### TRY IT:
Below are the entries to retype; reproduce each one exactly.

### Items listed in a dataset:

*** Block opens ***

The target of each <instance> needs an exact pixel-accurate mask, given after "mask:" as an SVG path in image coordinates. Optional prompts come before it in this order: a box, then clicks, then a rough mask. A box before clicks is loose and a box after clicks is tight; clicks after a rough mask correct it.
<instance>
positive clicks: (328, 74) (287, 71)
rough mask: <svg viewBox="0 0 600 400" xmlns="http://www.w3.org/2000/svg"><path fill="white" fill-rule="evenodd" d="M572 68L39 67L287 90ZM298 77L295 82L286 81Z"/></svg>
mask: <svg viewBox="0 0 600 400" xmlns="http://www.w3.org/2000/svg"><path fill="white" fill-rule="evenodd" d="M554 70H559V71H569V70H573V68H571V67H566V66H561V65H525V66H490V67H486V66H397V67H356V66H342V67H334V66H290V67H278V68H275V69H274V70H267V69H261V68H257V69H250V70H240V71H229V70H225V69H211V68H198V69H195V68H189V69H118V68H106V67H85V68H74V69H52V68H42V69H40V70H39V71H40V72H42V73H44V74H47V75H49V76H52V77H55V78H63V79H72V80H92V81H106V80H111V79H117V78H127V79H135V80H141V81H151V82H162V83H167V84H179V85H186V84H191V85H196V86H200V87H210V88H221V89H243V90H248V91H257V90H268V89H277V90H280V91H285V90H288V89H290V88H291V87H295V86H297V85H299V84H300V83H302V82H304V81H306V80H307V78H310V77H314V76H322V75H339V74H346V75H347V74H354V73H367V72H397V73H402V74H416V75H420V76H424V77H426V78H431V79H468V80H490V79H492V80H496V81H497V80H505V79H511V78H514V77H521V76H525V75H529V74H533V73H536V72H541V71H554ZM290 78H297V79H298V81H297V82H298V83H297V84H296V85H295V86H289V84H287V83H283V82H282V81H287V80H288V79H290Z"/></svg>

*** Block closes ***

### RESPONSE:
The target of each <instance> needs an exact pixel-accurate mask, given after "mask:" as an SVG path in image coordinates. Optional prompts come before it in this order: a box, then clicks, then a rough mask. A box before clicks is loose and a box after clicks is tight; clicks after a rough mask correct it.
<instance>
positive clicks: (328, 74) (287, 71)
rough mask: <svg viewBox="0 0 600 400" xmlns="http://www.w3.org/2000/svg"><path fill="white" fill-rule="evenodd" d="M572 68L39 67L287 90ZM298 77L295 82L286 81Z"/></svg>
mask: <svg viewBox="0 0 600 400" xmlns="http://www.w3.org/2000/svg"><path fill="white" fill-rule="evenodd" d="M554 70H559V71H569V70H573V68H571V67H566V66H561V65H525V66H490V67H486V66H397V67H356V66H342V67H334V66H290V67H278V68H275V69H274V70H267V69H261V68H257V69H250V70H240V71H229V70H225V69H211V68H198V69H195V68H189V69H118V68H106V67H85V68H74V69H52V68H42V69H40V70H39V71H40V72H42V73H44V74H47V75H49V76H52V77H55V78H63V79H72V80H92V81H106V80H111V79H117V78H127V79H135V80H141V81H151V82H162V83H167V84H179V85H186V84H191V85H196V86H200V87H210V88H221V89H243V90H248V91H257V90H268V89H277V90H280V91H285V90H288V89H290V88H291V87H295V86H297V85H299V84H300V83H302V82H304V81H306V80H307V78H310V77H314V76H322V75H339V74H346V75H347V74H354V73H367V72H397V73H402V74H416V75H420V76H424V77H426V78H431V79H468V80H490V79H492V80H496V81H497V80H505V79H511V78H514V77H521V76H525V75H529V74H533V73H536V72H541V71H554ZM290 78H297V79H298V81H297V82H298V83H297V84H296V85H295V86H289V84H287V83H283V82H282V81H287V80H288V79H290Z"/></svg>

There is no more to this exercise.